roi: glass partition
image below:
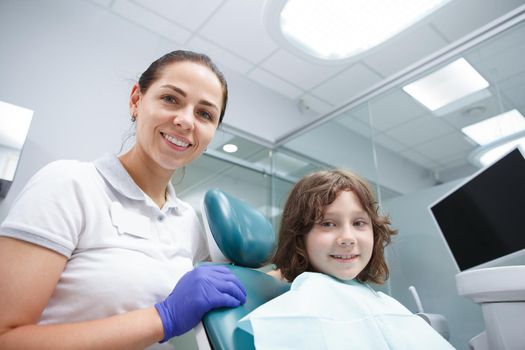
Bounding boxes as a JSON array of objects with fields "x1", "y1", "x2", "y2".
[{"x1": 275, "y1": 16, "x2": 525, "y2": 350}]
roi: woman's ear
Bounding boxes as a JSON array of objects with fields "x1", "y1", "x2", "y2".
[{"x1": 129, "y1": 83, "x2": 141, "y2": 117}]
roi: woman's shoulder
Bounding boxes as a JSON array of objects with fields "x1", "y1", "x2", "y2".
[
  {"x1": 19, "y1": 159, "x2": 99, "y2": 199},
  {"x1": 39, "y1": 158, "x2": 92, "y2": 174},
  {"x1": 32, "y1": 159, "x2": 95, "y2": 183}
]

----

### Your objective
With the pictures excluded, retype the records above verbatim.

### Answer to the exercise
roi: glass partition
image below:
Bounding boxes as a JSON array of objects with fields "x1", "y1", "x2", "y2".
[{"x1": 275, "y1": 16, "x2": 525, "y2": 350}]
roi: woman's ear
Bounding boxes as a JSON array of objects with fields "x1", "y1", "x2", "y2".
[{"x1": 129, "y1": 83, "x2": 141, "y2": 117}]
roi: woman's shoulder
Bounding boxes as a JSON array of objects with fields "x1", "y1", "x2", "y2".
[
  {"x1": 19, "y1": 159, "x2": 99, "y2": 199},
  {"x1": 39, "y1": 158, "x2": 92, "y2": 174},
  {"x1": 32, "y1": 159, "x2": 95, "y2": 183}
]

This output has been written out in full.